## What you will do
The lines to be extracted run from the start of the listing through the line containing "positive clicks: (795, 524) (712, 519)"; copy them exactly and nothing else.
Material for this task below:
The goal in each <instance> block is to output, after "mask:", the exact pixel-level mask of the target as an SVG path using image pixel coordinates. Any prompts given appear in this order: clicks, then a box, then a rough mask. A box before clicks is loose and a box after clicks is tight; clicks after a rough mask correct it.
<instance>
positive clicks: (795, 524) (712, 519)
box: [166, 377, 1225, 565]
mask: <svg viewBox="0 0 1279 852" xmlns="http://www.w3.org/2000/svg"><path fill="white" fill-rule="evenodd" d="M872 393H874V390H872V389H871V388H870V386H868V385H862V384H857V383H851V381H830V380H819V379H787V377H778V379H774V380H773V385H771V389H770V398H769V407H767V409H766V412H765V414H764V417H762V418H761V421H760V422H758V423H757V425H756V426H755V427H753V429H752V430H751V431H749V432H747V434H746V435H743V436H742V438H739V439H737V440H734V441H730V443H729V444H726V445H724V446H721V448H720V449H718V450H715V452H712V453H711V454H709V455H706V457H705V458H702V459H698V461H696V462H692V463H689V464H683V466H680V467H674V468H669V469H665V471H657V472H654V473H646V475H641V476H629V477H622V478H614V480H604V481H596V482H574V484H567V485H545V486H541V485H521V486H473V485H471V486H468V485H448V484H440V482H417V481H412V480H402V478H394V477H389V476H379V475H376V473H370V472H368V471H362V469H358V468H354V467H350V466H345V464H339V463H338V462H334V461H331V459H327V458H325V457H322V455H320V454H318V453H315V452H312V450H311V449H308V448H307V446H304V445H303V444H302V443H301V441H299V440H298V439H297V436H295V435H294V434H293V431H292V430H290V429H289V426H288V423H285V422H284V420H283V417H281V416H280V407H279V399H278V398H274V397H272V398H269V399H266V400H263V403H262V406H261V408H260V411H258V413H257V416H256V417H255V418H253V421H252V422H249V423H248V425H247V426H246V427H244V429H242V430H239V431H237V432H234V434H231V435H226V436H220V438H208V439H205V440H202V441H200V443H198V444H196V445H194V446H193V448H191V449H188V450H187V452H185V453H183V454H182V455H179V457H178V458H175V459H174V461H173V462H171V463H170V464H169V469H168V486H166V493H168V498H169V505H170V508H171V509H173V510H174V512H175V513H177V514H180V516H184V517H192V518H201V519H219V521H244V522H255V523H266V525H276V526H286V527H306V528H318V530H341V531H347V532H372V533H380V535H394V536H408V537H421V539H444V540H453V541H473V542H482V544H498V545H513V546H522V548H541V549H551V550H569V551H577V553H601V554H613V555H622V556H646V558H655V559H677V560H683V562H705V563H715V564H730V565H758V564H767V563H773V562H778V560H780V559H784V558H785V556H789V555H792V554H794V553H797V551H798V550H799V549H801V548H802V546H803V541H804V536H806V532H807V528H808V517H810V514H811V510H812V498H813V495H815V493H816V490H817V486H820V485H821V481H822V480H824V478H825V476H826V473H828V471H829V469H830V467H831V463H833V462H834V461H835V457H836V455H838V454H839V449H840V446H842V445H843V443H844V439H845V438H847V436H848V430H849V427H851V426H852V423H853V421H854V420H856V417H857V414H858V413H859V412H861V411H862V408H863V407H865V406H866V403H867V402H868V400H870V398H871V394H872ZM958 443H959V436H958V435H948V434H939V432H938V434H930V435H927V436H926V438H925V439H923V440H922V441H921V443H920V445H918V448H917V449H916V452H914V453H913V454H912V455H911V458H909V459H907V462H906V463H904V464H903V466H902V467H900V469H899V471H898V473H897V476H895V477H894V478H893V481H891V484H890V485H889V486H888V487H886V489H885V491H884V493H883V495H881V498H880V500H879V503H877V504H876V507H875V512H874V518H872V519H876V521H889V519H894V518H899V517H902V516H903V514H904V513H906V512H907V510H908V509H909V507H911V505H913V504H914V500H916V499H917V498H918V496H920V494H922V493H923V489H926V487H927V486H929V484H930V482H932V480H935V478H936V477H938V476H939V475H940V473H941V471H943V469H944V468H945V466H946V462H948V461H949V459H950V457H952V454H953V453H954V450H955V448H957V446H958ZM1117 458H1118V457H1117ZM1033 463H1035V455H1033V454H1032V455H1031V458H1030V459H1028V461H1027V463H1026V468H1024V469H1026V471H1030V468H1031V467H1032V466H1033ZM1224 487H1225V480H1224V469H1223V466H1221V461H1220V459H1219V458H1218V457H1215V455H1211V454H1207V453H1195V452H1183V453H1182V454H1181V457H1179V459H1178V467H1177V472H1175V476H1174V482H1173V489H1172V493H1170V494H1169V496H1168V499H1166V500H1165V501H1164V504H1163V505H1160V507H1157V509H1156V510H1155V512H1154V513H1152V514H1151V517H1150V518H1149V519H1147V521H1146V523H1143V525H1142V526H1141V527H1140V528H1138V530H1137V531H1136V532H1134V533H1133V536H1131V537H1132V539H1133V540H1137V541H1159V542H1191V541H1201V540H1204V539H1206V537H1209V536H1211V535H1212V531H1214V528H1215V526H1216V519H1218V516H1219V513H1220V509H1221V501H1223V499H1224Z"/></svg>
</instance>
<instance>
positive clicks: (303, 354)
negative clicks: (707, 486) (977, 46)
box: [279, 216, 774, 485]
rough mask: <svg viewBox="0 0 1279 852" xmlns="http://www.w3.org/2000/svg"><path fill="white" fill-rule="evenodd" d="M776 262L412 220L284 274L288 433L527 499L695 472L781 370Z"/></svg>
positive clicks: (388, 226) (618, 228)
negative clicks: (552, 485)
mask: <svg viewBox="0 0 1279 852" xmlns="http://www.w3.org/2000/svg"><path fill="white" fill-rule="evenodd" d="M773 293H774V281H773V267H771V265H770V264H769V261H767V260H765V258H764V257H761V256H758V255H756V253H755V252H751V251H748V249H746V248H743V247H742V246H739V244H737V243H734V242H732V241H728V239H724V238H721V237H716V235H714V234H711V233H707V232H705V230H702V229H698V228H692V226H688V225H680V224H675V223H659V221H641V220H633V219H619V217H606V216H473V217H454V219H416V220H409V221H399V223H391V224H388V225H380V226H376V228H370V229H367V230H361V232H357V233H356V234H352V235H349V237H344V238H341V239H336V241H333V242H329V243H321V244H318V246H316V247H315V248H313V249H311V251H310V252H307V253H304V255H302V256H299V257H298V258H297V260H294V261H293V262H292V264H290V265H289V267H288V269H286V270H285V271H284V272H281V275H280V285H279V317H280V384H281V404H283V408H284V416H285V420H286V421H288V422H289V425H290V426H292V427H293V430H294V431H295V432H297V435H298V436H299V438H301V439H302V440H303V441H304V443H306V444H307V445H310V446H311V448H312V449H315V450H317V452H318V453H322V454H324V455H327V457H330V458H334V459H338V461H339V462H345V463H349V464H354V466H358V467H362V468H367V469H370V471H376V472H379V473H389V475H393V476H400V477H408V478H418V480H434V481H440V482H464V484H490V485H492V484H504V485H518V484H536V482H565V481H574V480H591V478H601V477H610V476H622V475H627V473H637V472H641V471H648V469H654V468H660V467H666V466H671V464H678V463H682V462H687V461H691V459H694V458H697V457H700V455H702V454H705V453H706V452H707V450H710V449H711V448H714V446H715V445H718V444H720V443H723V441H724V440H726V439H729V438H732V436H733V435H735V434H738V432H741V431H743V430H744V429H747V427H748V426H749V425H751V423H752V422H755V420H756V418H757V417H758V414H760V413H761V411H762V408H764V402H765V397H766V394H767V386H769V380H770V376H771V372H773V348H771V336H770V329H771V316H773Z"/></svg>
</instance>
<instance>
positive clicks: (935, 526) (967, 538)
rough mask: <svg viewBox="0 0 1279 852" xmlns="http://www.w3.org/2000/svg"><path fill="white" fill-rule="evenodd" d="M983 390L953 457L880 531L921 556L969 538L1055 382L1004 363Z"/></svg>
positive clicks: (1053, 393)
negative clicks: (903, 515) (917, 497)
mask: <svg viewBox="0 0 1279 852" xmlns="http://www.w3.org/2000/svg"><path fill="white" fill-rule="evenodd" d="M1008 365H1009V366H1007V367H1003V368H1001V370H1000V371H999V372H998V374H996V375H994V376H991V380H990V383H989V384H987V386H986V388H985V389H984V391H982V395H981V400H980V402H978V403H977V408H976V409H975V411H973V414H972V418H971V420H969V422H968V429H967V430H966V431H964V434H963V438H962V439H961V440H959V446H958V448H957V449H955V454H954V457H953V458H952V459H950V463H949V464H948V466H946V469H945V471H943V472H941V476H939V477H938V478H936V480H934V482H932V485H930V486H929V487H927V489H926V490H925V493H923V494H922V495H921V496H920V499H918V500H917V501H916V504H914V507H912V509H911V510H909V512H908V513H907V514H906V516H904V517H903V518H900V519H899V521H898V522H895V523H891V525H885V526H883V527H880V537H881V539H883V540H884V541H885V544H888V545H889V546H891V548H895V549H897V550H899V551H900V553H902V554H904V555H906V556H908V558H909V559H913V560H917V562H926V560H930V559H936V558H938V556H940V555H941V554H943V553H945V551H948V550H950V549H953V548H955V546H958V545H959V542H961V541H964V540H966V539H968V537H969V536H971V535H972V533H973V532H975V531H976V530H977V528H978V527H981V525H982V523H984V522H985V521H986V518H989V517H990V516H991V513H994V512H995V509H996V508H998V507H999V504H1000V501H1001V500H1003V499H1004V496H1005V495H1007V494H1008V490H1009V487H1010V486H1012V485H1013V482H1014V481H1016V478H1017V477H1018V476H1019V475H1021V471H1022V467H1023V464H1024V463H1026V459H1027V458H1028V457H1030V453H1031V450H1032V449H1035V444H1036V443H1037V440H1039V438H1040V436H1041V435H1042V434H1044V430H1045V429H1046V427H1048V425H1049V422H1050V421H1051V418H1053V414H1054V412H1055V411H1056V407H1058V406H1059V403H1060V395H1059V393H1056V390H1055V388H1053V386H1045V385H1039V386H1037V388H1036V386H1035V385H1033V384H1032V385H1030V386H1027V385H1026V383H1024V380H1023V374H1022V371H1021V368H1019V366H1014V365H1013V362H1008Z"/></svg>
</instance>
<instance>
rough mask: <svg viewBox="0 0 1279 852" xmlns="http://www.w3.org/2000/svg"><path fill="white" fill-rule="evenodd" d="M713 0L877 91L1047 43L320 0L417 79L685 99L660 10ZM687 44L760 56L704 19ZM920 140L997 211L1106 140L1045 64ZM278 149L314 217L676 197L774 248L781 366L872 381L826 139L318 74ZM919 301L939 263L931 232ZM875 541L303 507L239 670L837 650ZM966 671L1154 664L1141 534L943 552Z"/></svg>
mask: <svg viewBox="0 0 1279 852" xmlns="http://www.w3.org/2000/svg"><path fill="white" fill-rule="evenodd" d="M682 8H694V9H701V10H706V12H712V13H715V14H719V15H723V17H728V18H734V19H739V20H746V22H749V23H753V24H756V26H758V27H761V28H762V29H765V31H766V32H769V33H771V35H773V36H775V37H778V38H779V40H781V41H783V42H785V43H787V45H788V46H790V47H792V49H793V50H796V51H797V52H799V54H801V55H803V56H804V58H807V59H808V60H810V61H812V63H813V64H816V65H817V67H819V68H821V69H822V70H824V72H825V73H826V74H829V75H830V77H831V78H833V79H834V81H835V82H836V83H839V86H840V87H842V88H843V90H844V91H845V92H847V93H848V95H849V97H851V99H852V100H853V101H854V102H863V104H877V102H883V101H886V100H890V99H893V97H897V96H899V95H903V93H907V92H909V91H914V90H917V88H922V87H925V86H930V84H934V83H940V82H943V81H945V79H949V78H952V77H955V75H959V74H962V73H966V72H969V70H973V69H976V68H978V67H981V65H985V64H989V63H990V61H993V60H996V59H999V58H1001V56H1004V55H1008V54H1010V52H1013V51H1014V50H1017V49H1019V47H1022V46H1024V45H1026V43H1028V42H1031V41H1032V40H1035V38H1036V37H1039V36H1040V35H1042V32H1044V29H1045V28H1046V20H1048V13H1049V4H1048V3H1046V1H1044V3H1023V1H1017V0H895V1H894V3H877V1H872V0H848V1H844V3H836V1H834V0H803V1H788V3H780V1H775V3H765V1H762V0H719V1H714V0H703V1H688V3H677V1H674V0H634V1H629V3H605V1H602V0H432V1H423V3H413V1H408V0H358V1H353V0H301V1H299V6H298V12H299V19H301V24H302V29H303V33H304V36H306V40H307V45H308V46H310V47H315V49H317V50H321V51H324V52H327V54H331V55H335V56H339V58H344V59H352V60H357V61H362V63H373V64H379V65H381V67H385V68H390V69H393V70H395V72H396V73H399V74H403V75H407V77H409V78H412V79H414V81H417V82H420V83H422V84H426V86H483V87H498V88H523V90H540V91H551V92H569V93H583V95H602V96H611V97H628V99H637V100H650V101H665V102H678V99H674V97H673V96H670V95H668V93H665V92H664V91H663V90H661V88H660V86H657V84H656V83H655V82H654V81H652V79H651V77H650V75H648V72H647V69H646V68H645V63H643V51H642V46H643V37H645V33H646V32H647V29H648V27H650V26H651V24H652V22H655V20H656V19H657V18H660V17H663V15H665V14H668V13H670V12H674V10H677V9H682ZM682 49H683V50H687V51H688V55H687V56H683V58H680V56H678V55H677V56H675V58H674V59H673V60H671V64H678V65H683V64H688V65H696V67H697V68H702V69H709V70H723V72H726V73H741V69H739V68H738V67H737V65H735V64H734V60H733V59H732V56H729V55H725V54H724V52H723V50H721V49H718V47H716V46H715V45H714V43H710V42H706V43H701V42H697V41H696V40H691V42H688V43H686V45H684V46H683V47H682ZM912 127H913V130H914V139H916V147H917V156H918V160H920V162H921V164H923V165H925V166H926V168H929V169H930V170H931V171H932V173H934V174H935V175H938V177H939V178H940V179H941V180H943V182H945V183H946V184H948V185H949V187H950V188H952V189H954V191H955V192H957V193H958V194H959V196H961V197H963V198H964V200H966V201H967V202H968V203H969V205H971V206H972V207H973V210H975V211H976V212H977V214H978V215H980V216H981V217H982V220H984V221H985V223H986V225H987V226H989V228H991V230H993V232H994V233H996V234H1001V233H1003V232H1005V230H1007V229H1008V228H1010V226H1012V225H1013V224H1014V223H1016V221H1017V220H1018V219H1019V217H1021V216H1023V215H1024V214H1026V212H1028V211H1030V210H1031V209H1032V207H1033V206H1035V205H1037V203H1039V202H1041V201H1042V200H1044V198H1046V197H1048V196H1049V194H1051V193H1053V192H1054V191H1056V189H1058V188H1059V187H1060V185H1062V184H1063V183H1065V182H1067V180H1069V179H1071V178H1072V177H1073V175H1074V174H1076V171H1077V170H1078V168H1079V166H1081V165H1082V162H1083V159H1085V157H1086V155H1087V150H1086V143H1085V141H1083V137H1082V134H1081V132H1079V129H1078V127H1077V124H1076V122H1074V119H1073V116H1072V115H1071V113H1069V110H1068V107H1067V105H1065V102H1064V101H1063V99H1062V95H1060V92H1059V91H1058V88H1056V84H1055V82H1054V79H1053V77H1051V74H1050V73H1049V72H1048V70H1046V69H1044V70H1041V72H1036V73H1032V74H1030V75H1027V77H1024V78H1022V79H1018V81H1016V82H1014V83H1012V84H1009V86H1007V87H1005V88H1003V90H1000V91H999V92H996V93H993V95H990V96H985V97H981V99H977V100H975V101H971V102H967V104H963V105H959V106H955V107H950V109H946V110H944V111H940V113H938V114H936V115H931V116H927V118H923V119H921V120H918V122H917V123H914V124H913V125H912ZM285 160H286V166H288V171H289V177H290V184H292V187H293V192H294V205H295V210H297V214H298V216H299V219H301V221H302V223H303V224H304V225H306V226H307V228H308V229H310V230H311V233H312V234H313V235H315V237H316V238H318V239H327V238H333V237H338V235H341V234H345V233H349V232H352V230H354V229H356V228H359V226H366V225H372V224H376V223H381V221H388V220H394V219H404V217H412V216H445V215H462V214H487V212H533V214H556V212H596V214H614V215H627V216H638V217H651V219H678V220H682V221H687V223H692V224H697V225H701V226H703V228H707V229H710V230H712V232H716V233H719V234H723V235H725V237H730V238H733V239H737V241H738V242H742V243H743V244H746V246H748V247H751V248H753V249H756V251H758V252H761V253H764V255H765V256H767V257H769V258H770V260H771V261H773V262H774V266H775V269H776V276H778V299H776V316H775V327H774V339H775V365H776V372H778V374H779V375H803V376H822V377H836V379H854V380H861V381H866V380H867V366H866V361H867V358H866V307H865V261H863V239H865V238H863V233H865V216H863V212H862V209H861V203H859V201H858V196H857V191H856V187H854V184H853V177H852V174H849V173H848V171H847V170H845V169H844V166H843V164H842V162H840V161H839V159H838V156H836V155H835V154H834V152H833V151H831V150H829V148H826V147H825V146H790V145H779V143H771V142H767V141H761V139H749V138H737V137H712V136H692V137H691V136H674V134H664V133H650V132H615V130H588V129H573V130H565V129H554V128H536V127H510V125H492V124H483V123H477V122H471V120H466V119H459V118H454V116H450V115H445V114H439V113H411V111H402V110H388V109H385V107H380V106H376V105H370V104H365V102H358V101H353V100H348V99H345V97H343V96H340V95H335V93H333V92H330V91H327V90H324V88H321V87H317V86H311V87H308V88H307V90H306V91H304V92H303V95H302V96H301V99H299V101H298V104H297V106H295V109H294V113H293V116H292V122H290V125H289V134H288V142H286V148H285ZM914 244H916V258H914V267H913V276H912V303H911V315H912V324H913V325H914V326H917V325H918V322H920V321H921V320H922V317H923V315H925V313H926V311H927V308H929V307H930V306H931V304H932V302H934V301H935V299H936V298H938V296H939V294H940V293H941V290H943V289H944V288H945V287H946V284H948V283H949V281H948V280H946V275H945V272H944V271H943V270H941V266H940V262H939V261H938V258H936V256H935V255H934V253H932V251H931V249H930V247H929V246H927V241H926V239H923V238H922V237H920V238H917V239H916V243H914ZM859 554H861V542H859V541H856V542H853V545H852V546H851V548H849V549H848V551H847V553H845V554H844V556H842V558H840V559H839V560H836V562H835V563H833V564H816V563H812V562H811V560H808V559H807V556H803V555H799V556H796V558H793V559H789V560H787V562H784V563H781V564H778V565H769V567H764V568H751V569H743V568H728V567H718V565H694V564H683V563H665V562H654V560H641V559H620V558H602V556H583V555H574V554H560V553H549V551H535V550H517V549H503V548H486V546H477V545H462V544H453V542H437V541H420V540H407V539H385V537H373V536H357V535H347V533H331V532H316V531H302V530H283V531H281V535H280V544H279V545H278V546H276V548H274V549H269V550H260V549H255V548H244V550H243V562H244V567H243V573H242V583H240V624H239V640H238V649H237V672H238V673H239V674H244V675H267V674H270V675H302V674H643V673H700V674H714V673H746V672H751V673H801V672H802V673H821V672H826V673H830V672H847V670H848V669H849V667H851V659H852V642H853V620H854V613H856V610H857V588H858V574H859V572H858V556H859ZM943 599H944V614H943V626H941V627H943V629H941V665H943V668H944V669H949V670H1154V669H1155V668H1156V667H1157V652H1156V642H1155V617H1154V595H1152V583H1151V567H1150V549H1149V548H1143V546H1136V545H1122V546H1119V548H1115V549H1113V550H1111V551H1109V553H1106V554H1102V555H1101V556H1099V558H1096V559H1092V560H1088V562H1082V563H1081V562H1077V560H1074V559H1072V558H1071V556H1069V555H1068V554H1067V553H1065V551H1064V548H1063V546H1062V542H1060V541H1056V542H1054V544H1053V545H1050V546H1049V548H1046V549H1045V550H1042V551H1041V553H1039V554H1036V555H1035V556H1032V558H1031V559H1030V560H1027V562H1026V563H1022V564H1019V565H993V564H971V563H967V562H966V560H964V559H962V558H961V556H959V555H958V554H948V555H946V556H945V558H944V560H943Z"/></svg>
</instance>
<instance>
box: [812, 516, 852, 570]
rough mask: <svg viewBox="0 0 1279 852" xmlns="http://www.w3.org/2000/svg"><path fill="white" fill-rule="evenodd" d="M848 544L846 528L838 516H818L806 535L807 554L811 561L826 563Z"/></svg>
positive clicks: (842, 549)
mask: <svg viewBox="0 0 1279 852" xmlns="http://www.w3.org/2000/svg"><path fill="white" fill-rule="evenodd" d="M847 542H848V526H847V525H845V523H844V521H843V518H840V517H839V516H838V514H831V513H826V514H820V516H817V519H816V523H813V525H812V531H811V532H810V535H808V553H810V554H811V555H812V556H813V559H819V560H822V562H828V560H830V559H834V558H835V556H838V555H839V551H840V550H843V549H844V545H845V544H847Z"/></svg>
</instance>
End of Material for this task.
## Exercise answer
The goal in each <instance> block is to output, after "mask:", the exact pixel-level mask of the target as an SVG path using image pixel coordinates. Any prompts given appear in this order: clicks, then a box, then a rough mask. A box before clicks is loose and a box after clicks is tight; clicks after a rough mask correct it.
<instance>
positive clicks: (795, 524) (712, 519)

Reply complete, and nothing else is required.